§ Written task
Put everything from the start of the listing down to the line containing "[0, 0, 300, 22]" into a Markdown table with the columns Row and Line. Give each line its row number and leave out blank lines.

§ Records for this exercise
· · ·

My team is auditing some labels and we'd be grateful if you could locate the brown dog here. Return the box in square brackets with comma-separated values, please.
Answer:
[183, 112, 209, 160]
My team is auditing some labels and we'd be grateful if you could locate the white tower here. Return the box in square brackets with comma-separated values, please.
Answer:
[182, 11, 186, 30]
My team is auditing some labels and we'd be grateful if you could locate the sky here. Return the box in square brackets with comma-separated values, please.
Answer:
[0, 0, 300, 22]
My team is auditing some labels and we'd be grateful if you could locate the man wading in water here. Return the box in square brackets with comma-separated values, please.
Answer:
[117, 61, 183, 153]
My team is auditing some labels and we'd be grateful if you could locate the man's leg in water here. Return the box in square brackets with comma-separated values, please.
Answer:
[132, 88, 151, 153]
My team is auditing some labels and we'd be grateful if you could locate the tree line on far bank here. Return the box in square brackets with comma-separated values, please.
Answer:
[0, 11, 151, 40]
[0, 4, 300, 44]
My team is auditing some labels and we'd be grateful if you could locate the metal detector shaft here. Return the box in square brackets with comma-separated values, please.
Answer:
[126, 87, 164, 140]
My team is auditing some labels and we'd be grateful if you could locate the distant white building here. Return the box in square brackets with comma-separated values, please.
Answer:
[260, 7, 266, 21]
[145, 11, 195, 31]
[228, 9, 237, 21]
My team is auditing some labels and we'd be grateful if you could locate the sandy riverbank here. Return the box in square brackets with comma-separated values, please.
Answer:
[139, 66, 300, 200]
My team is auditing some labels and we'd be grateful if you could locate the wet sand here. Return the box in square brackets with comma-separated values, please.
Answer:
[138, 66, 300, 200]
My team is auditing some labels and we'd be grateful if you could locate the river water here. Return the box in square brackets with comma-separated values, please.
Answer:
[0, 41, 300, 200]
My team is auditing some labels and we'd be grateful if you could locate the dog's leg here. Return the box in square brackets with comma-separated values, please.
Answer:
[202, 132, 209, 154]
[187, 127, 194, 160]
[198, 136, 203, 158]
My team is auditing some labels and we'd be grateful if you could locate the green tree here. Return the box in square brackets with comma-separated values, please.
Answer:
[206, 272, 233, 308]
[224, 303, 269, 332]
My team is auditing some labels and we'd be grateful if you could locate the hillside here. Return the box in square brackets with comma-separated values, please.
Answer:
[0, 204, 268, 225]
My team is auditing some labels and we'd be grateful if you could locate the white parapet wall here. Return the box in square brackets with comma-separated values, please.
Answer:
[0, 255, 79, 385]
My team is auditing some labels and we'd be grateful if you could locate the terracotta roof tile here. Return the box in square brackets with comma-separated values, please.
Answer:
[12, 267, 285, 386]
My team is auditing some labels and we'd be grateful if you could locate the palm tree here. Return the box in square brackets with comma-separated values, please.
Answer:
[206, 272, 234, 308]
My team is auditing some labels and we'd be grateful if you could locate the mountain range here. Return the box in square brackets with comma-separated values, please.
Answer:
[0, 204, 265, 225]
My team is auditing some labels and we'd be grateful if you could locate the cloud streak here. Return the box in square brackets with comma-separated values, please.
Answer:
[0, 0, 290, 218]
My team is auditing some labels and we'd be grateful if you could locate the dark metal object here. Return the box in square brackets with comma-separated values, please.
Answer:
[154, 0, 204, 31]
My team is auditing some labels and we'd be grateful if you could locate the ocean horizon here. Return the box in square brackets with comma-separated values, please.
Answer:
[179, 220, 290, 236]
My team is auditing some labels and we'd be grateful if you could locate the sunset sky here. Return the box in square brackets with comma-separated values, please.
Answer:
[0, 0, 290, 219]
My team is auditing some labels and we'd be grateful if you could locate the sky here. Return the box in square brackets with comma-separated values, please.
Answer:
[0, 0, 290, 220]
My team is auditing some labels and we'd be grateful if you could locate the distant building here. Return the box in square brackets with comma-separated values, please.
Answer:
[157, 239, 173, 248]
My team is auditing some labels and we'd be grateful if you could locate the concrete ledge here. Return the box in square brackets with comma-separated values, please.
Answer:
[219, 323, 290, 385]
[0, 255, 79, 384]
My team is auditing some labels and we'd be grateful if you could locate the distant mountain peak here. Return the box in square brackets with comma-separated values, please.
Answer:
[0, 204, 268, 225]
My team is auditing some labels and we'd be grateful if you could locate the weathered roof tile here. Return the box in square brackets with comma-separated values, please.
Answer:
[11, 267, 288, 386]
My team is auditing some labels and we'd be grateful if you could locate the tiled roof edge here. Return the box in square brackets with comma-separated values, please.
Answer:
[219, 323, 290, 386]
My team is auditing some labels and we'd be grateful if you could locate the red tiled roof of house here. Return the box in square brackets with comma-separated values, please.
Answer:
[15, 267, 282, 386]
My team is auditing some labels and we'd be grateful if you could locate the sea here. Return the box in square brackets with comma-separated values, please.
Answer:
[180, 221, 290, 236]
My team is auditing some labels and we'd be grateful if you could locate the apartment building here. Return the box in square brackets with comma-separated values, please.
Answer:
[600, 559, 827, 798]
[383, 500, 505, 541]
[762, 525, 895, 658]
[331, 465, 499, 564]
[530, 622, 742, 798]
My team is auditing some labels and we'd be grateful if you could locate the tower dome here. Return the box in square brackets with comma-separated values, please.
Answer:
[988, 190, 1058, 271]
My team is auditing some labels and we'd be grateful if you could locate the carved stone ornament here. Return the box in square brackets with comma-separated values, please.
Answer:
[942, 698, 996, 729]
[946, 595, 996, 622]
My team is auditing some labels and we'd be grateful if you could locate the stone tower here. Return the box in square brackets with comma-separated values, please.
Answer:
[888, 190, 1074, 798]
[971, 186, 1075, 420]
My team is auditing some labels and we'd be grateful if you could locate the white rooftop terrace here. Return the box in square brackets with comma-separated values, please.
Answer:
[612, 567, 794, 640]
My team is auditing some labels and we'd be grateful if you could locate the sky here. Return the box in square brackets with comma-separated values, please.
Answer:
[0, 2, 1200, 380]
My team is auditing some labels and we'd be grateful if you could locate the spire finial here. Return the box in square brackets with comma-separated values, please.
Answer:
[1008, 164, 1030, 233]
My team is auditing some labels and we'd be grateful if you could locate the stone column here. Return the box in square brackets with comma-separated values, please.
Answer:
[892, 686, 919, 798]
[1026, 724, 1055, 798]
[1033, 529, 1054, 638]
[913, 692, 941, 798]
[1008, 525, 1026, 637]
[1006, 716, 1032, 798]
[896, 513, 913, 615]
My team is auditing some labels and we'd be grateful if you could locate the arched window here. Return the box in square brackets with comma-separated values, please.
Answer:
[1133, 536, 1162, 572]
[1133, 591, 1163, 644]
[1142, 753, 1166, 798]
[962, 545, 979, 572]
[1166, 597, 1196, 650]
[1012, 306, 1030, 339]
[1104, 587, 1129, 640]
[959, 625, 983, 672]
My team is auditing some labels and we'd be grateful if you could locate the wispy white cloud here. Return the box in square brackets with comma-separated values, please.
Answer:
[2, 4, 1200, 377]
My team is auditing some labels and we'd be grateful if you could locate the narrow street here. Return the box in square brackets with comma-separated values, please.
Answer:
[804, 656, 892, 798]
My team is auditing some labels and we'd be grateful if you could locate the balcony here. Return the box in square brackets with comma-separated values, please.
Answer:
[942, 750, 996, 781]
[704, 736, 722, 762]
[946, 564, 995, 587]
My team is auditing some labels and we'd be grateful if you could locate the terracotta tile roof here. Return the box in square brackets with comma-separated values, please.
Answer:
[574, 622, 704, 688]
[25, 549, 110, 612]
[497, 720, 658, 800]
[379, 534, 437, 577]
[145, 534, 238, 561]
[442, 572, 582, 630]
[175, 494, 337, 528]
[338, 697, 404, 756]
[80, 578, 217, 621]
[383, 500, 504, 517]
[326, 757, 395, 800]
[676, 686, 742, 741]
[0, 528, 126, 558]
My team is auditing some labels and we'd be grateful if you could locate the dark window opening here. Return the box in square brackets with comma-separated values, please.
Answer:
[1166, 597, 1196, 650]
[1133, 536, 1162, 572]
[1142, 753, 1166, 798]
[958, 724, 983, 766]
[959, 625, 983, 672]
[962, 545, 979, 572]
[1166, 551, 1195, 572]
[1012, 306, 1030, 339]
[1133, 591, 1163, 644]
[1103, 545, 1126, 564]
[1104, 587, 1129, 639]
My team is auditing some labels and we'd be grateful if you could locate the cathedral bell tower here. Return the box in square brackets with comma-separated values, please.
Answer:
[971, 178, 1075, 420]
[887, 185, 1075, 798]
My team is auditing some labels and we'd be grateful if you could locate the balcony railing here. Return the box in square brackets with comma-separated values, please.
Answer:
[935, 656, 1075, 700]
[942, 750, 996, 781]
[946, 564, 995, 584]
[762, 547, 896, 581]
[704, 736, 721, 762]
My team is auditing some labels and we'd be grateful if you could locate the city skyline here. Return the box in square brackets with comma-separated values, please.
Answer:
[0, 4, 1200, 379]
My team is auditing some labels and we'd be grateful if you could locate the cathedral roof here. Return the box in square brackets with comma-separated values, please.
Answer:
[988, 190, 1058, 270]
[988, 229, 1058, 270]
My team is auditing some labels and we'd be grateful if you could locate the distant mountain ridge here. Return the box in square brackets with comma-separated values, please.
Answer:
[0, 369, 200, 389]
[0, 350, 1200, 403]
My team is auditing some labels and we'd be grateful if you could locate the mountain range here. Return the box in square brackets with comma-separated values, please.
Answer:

· · ·

§ Correct result
| Row | Line |
|---|---|
| 1 | My team is auditing some labels and we'd be grateful if you could locate the brown dog here. Return the box in square brackets with comma-separated values, please. |
| 2 | Answer: |
| 3 | [183, 112, 209, 160] |
| 4 | My team is auditing some labels and we'd be grateful if you could locate the white tower here. Return the box in square brackets with comma-separated values, please. |
| 5 | Answer: |
| 6 | [182, 11, 186, 30] |
| 7 | My team is auditing some labels and we'd be grateful if you could locate the sky here. Return the box in square brackets with comma-separated values, please. |
| 8 | Answer: |
| 9 | [0, 0, 300, 22] |